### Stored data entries
________________________

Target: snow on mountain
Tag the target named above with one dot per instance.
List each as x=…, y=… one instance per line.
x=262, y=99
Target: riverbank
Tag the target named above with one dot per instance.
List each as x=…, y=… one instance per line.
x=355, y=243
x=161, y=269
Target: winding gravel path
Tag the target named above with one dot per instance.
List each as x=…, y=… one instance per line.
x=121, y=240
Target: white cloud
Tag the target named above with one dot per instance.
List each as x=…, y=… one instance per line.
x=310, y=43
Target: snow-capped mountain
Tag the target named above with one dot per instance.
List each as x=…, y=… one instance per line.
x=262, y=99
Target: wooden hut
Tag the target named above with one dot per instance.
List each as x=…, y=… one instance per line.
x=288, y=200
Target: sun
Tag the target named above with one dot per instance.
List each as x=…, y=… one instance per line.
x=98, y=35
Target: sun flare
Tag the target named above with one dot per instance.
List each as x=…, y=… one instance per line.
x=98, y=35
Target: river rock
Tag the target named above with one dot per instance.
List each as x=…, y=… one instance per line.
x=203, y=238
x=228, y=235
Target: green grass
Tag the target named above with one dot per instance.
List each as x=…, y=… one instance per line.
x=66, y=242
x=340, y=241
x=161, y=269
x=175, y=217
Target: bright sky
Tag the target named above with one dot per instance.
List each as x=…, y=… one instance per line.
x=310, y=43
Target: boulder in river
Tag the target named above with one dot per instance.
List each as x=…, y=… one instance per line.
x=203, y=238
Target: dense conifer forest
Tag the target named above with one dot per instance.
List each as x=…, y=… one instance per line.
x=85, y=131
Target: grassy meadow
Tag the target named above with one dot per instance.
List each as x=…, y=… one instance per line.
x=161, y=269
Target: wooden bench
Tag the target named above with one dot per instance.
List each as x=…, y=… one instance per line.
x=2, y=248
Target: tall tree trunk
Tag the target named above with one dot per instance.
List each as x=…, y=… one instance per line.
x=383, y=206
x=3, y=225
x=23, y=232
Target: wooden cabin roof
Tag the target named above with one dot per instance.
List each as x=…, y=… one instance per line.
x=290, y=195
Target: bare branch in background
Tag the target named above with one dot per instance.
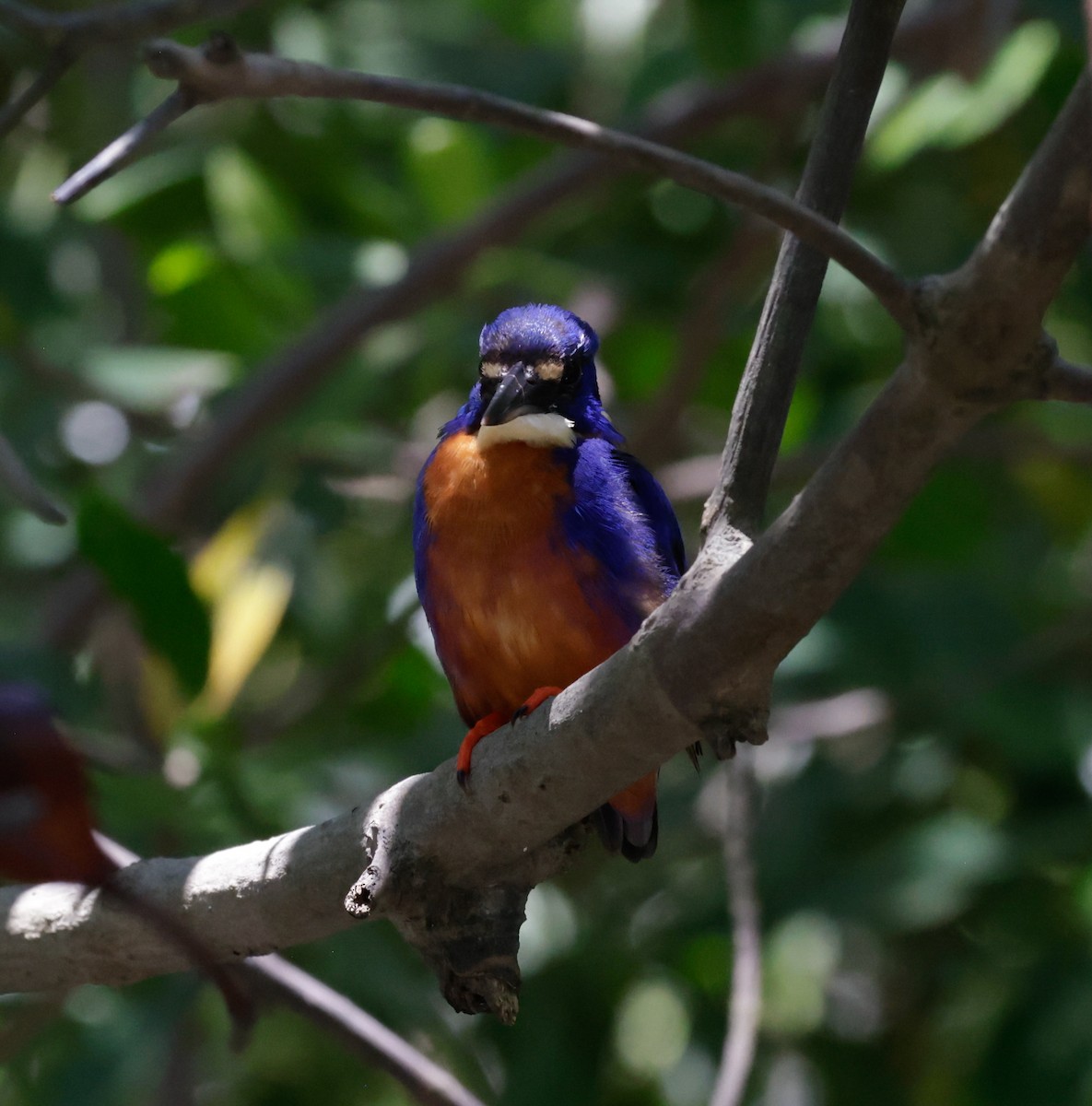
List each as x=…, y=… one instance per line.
x=123, y=148
x=1069, y=382
x=358, y=1031
x=60, y=61
x=16, y=479
x=281, y=982
x=115, y=22
x=70, y=34
x=758, y=418
x=699, y=332
x=761, y=404
x=439, y=863
x=745, y=1000
x=774, y=91
x=220, y=72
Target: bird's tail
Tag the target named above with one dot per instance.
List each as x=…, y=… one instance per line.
x=628, y=824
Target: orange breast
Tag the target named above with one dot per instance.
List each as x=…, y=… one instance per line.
x=510, y=600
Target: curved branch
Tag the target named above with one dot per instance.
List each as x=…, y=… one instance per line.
x=125, y=148
x=221, y=72
x=443, y=865
x=114, y=23
x=1069, y=382
x=358, y=1031
x=761, y=404
x=771, y=91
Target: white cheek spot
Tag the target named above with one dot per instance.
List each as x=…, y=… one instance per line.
x=546, y=430
x=549, y=370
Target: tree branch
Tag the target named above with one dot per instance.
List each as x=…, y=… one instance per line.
x=761, y=404
x=220, y=72
x=68, y=34
x=771, y=91
x=451, y=869
x=60, y=61
x=115, y=23
x=1069, y=382
x=358, y=1031
x=758, y=418
x=745, y=1002
x=125, y=148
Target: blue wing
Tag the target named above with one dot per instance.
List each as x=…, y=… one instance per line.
x=655, y=507
x=620, y=514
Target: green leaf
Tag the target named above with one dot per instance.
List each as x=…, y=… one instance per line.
x=947, y=112
x=145, y=572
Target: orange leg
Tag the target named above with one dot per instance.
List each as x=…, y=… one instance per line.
x=481, y=728
x=486, y=725
x=537, y=698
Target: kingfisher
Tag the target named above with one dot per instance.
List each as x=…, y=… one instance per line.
x=46, y=829
x=539, y=545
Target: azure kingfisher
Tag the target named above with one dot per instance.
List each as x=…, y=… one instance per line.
x=45, y=821
x=539, y=545
x=48, y=830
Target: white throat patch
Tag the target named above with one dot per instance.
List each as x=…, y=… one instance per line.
x=545, y=430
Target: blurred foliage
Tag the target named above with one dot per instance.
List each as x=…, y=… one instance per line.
x=926, y=875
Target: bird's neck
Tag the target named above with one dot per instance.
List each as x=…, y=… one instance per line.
x=547, y=431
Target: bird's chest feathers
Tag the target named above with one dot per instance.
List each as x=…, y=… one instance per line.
x=510, y=595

________________________

### Short task
Duplicate the material above, everything from the line containing "Target: riverbank" down to the line containing "x=288, y=200", with both of those lines included.

### The result
Target: riverbank
Tag the target named above with one dot per instance.
List each as x=…, y=… one instance per line.
x=355, y=243
x=161, y=269
Target: winding gravel path
Tag the target named above with one dot per instance.
List each as x=…, y=… one instance per line.
x=121, y=240
Target: white cloud
Tag the target named above with one dot per instance.
List each as x=…, y=… one instance per line.
x=310, y=43
Target: snow-capped mountain
Tag the target named above with one dot per instance.
List each as x=…, y=… one instance per line.
x=262, y=99
Target: wooden hut
Tag the target named above with one dot per instance.
List each as x=…, y=… one instance per line.
x=288, y=200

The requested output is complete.